_The problem_:
Change the forum post by writing its text out again, beginning at the words "I’m trying to" and stopping after "the following RuntimeError.", with "ordering" replaced by "arrangement" wherever it occurs.

_Passage_:

RuntimeError: Given groups=1, weight of size [28, 1, 3], expected input[1, 128, 19994] to have 1 channels, but got 128 channels instead

I’m trying to convert my tensorflow model into pytorch, however, I’m a bit confused about the ordering / how things such as batch_size and channels have to be passed in which sequence.

I started creating my own dataset. Afterwards I defined my model however with receiving the following RuntimeError.

RuntimeError: Given groups=1, weight of size [28, 1, 3], expected input[1, 128, 19994] to have 1 channels, but got 128 channels instead

My current code looks like this:


import torch
import torch.nn as nn
import torch.optim as optim 
from torch.utils.data import Dataset, DataLoader, TensorDataset
import torch.nn.functional as F


X1 = torch.randn(1,9999, 4000)
X2 = torch.rand((1,9999, 4000))
aux1 = torch.randn(4000,)
aux2 = torch.randn(4000,)
aux3 = torch.randn(4000,)
y = torch.randn(4000,)

_Source records_:
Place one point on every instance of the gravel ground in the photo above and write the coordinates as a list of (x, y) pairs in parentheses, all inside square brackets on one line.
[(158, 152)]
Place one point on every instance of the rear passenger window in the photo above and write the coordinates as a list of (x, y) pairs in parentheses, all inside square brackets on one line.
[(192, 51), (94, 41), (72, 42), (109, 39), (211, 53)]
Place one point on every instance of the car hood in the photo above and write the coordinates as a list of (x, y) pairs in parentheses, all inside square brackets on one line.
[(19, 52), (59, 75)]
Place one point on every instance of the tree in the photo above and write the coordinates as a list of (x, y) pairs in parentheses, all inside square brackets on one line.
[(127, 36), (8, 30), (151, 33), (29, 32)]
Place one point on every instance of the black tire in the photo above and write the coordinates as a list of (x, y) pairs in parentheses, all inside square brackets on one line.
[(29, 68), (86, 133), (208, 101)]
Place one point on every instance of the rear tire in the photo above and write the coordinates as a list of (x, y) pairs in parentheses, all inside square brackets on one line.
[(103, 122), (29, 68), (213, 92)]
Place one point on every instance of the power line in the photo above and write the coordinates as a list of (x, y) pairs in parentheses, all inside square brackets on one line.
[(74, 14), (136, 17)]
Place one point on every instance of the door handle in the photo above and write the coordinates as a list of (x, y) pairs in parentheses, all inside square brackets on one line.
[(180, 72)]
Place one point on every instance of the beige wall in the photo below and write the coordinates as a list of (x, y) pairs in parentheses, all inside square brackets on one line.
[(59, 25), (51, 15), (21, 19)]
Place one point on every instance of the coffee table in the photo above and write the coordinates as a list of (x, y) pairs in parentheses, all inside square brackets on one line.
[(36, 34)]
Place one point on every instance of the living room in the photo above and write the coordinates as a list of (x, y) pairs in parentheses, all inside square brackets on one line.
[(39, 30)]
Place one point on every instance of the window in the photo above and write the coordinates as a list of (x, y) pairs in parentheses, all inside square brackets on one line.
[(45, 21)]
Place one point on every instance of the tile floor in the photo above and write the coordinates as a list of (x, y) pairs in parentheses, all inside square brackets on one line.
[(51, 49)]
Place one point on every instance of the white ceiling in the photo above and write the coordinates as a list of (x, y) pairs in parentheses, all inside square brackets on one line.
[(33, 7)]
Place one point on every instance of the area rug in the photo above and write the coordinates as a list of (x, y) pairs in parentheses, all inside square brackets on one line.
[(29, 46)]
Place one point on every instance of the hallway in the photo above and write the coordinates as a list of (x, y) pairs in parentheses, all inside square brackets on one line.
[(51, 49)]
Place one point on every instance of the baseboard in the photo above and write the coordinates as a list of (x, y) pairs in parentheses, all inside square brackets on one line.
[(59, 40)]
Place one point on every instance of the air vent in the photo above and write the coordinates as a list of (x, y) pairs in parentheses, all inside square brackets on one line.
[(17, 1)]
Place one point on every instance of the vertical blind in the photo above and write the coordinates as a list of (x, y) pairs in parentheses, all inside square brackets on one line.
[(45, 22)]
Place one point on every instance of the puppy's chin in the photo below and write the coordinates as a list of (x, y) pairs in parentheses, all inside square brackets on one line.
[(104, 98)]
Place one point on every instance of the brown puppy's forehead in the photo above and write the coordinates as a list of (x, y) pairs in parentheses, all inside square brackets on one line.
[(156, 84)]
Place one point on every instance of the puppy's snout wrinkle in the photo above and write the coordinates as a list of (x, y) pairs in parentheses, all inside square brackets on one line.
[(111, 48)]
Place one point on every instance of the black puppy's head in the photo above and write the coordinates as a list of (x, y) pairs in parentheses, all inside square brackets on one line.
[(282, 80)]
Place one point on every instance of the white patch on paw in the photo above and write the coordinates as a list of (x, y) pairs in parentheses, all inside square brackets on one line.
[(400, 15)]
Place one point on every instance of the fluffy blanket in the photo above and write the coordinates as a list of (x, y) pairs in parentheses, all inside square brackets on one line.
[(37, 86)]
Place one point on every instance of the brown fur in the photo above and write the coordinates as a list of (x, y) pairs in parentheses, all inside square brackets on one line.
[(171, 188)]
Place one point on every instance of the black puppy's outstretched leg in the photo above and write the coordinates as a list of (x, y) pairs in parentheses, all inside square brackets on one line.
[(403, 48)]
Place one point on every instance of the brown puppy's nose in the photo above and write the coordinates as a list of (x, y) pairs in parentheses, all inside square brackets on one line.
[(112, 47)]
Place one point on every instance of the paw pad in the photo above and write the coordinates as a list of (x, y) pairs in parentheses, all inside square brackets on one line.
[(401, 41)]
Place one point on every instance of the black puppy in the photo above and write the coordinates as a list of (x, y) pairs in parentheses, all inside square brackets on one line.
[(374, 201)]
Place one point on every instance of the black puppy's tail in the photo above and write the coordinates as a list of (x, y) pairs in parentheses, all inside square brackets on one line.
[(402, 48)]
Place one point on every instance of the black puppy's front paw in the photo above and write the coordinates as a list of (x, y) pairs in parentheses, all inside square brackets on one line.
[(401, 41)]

_Worked answer_:
I’m trying to convert my tensorflow model into pytorch, however, I’m a bit confused about the arrangement / how things such as batch_size and channels have to be passed in which sequence.

I started creating my own dataset. Afterwards I defined my model however with receiving the following RuntimeError.